-- TASK DESCRIPTION --
Render the lines of the records below as a JSON list of strings, one string per line and no blank lines, covering everything from the line that contains "If you could put a point on the white face" down to the line that contains "(1085, 820)", both included.

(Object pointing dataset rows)
____________

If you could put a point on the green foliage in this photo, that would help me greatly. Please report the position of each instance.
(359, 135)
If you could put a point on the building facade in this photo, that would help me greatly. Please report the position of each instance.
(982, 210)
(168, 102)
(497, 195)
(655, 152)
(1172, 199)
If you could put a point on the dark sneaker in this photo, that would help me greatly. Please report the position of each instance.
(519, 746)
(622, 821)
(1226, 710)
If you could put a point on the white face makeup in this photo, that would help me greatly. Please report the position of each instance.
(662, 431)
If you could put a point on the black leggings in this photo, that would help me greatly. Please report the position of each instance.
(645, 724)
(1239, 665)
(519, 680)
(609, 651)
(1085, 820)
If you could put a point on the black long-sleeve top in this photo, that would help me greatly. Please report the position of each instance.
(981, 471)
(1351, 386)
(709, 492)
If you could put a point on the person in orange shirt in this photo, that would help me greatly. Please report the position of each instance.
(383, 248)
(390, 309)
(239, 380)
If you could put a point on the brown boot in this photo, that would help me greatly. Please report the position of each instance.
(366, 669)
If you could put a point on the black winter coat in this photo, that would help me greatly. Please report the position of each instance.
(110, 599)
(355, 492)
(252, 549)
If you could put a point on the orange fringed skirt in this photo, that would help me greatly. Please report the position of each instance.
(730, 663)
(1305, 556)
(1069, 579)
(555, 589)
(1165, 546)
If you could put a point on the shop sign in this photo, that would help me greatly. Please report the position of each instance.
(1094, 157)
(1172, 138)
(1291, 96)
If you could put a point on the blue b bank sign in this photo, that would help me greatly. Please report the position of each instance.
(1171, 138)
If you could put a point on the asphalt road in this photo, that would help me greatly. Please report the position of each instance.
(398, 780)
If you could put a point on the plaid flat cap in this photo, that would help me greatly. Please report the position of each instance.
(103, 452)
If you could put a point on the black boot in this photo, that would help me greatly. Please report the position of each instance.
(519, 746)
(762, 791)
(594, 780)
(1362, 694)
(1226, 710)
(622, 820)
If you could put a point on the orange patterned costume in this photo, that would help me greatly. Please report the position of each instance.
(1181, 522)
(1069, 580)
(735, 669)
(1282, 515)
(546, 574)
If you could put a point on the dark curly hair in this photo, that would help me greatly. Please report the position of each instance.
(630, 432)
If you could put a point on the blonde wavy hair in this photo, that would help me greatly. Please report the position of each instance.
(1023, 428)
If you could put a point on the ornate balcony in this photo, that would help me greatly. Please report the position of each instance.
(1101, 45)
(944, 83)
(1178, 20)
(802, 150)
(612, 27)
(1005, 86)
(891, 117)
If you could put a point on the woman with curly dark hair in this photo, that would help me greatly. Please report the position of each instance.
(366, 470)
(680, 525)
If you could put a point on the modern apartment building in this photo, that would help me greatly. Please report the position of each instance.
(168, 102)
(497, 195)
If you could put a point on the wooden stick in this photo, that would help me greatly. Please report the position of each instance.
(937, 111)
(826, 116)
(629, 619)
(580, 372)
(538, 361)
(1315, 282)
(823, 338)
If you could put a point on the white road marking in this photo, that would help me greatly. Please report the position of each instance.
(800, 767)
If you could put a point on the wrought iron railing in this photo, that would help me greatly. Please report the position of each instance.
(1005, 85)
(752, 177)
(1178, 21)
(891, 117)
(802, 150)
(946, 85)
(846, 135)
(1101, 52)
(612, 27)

____________

-- EXERCISE RESPONSE --
[
  "If you could put a point on the white face makeup in this photo, that would help me greatly. Please report the position of each instance.",
  "(662, 431)",
  "If you could put a point on the black leggings in this photo, that would help me greatly. Please report the position of each instance.",
  "(645, 724)",
  "(1239, 665)",
  "(519, 680)",
  "(609, 651)",
  "(1085, 820)"
]